◆ Given instruction: Can you give the stretch from the line containing "Can you find the distant mountain?" through the end of the records again, changing "a point for each instance" to "one point per instance" and leaving everything else unchanged?

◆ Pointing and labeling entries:
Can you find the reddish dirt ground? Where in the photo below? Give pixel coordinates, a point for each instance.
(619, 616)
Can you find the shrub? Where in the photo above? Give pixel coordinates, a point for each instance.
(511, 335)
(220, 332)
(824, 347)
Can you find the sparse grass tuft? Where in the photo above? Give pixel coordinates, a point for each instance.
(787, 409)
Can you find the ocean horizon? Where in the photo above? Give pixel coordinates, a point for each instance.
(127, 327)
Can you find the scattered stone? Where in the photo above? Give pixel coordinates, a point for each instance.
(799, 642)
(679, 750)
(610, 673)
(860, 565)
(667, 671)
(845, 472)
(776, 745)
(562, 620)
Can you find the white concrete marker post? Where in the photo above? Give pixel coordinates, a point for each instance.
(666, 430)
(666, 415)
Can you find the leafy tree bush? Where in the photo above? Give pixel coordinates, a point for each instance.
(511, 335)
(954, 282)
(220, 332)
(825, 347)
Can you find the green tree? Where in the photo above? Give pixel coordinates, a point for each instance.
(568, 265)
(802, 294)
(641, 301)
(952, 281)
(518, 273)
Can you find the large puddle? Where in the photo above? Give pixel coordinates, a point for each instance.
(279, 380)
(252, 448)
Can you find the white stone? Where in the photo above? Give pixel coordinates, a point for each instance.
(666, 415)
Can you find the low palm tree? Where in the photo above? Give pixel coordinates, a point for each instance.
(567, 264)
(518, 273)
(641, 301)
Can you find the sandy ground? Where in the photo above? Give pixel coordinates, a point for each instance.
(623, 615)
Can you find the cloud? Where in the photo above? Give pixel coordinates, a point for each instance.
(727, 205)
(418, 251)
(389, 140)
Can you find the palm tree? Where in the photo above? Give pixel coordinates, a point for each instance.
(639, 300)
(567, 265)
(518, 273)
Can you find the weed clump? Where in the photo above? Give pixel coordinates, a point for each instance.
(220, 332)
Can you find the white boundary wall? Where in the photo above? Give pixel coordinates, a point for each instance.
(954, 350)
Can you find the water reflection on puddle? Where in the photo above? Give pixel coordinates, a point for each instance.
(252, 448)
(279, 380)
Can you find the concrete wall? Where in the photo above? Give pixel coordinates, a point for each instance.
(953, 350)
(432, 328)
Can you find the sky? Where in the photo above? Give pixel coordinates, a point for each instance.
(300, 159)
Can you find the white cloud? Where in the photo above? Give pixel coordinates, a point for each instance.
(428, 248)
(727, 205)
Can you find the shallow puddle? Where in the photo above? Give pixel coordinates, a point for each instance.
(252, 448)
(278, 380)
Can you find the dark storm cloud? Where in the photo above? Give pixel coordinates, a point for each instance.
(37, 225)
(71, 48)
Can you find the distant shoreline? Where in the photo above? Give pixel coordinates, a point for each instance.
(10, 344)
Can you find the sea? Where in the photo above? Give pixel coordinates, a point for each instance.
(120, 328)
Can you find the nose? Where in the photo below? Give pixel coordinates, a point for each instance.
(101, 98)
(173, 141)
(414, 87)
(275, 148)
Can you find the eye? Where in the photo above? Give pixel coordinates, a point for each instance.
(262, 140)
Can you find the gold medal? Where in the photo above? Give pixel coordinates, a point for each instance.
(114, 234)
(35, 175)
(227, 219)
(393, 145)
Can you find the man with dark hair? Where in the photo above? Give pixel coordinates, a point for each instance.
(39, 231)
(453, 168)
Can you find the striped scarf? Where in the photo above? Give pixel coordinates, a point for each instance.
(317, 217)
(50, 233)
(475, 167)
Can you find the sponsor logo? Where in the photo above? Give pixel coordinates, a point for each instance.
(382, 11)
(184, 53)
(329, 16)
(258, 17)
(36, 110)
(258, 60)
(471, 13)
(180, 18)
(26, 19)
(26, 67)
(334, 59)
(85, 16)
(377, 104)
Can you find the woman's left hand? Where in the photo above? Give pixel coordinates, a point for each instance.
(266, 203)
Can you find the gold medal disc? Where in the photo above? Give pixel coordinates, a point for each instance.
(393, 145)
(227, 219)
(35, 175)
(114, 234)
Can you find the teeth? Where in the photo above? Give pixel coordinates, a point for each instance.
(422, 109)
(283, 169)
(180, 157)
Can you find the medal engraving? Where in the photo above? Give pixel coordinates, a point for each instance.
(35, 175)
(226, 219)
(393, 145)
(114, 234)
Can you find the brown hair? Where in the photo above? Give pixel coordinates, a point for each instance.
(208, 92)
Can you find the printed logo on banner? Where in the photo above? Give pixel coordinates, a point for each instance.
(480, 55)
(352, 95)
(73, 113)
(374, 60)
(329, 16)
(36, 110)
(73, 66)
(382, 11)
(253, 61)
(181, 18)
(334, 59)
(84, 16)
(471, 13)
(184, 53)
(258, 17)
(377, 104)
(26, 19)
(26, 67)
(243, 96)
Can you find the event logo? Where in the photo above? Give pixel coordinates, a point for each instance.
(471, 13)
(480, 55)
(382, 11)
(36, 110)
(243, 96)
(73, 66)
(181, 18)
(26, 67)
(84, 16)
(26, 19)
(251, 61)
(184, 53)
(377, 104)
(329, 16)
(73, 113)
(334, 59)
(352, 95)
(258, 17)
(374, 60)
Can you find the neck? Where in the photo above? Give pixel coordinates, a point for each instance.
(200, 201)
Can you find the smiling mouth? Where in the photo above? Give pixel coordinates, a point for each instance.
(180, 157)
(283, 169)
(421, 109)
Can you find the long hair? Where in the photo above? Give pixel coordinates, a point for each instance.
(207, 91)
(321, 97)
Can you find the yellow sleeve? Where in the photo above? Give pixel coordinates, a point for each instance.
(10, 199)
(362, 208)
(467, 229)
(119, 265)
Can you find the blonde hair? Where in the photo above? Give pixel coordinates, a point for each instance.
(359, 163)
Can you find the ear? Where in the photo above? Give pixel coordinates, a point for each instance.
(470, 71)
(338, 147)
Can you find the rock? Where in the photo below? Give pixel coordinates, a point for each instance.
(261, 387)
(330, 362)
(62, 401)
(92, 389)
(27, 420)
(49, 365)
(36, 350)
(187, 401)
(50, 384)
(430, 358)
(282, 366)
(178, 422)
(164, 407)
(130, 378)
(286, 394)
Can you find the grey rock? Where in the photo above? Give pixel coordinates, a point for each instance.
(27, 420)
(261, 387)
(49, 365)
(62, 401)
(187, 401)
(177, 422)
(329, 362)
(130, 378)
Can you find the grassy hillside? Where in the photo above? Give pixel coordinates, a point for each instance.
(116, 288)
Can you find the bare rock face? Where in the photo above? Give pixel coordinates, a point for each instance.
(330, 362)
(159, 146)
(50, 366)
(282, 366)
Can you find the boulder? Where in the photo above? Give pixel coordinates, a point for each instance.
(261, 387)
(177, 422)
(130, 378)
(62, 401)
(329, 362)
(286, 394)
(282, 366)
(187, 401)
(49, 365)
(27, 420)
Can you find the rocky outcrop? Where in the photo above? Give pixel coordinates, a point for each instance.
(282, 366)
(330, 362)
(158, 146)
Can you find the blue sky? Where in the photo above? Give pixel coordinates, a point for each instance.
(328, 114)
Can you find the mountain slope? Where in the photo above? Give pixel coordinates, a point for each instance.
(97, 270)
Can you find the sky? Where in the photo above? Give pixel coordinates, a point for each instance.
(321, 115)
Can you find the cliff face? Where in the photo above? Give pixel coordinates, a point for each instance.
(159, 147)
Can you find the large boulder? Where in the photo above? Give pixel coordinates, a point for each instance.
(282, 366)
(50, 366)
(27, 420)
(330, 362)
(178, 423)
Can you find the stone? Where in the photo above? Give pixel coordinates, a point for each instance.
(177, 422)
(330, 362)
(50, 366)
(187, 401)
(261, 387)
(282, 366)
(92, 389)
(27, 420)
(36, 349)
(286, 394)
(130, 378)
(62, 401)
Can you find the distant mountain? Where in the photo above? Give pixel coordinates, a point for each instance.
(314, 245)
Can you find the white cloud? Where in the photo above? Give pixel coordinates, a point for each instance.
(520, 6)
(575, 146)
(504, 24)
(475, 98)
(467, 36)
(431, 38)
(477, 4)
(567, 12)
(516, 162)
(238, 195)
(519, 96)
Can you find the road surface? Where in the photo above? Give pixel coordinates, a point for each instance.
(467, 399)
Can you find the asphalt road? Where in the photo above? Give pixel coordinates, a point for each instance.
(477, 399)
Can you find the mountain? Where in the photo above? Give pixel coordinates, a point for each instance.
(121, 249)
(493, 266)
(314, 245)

◆ Exercise result:
Can you find the distant mountain? Where in the photo above? Give pixel coordinates, one point per instance.
(314, 245)
Can you find the white cloud? Where in the photo above? Give pixel coordinates, one point per instance.
(520, 6)
(575, 146)
(504, 24)
(475, 98)
(467, 36)
(431, 38)
(477, 4)
(567, 12)
(516, 162)
(238, 195)
(519, 96)
Can you find the road surface? Where in the photo above? Give pixel coordinates, one point per instance.
(467, 399)
Can you find the asphalt road? Where in the photo above? Give pixel coordinates, one point per instance.
(477, 399)
Can you find the mountain? Where in the photo above? Give pixel coordinates, one point per instance.
(121, 249)
(493, 266)
(314, 245)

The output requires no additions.